TRECHO FORNECIDO -
"""

Crítica | Louca Obsessão

AUTORIA CORROMPIDA

Amado filme dos anos 90, Louca Obsessão funciona ainda melhor como estudo de caso


Coisa de dois, três anos atrás, escrever sobre clássicos era uma coisa que me deixava com um sentimento amargo. Que, no caso, se tornava ainda pior por não conseguir diagnosticar o porquê de me sentir assim.

Hoje o motivo me é bem claro: não assistia clássicos para ver o que achava deles, mas para confirmar que gostava e “entendia”. Por consequência, os textos nao eram as minhas ideias sobre o filme, mas uma soma de clichês que desmembravam as opiniões de senso comum acerca da obra.

Então, provavelmente, se pegar uma crítica minha de Louca Obsessão (acho que escrevi sobre em algum confim aqui do site), provavelmente falaria da “tensão criada pelo diretor”, do “roteiro minimalista e bem amarrado baseado na obra de Stephen King” e de “uma das melhores atuações de todos os tempos”. Felizmente, evoluímos.

LIVROS E AUTORES

Cinema é imagem, antes de história, premissa, roteiro. Cinema é o que vemos na tela e, como alguns pontuaram, poucas coisas são menos interessantes do que o processo criativo de um escritor. O que torna Louca Obsessão, um filme sobre esse e suas obras, ao menos interessante quando analisado de maneira dialética entre a diegese e a não diegese.

"""

ENTRADAS EXTRAÍDAS -
"""

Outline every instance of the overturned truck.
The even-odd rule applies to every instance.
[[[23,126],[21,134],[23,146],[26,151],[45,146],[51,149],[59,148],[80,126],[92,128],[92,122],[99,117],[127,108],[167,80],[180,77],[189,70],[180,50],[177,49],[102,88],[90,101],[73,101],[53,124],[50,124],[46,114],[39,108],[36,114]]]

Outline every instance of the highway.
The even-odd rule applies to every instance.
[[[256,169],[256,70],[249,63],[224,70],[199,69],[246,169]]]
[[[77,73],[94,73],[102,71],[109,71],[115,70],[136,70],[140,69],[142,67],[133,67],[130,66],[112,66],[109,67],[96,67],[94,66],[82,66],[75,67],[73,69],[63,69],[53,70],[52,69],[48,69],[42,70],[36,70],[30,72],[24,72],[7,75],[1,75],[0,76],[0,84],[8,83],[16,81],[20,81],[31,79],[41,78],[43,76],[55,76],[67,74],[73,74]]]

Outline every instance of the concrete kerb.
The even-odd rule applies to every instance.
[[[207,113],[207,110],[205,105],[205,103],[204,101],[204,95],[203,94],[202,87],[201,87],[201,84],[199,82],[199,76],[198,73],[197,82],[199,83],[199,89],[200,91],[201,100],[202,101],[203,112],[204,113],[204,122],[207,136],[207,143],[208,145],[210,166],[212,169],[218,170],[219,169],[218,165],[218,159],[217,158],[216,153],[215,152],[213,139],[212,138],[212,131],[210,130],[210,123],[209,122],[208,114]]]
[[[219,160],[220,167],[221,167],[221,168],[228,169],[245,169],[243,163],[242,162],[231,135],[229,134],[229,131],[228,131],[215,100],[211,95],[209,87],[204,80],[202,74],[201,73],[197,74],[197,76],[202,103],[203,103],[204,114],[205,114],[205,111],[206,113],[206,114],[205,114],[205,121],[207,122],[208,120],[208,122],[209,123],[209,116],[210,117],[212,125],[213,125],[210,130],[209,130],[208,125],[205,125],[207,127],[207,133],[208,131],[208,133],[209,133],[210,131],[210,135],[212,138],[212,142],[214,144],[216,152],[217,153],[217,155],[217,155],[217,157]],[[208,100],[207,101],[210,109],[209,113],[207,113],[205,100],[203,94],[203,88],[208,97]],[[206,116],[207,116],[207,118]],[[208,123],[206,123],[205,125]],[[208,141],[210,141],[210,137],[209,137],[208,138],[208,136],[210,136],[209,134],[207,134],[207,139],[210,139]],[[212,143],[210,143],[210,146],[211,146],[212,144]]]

"""

O QUE FAZER - Copie fielmente a parte da crítica de Louca Obsessão que começa em "Então, provavelmente, se" e termina em "a não diegese.". As entradas não têm nenhuma relação com esta atividade.

ÁREA DE RESPOSTA -
Então, provavelmente, se pegar uma crítica minha de Louca Obsessão (acho que escrevi sobre em algum confim aqui do site), provavelmente falaria da “tensão criada pelo diretor”, do “roteiro minimalista e bem amarrado baseado na obra de Stephen King” e de “uma das melhores atuações de todos os tempos”. Felizmente, evoluímos.

LIVROS E AUTORES

Cinema é imagem, antes de história, premissa, roteiro. Cinema é o que vemos na tela e, como alguns pontuaram, poucas coisas são menos interessantes do que o processo criativo de um escritor. O que torna Louca Obsessão, um filme sobre esse e suas obras, ao menos interessante quando analisado de maneira dialética entre a diegese e a não diegese.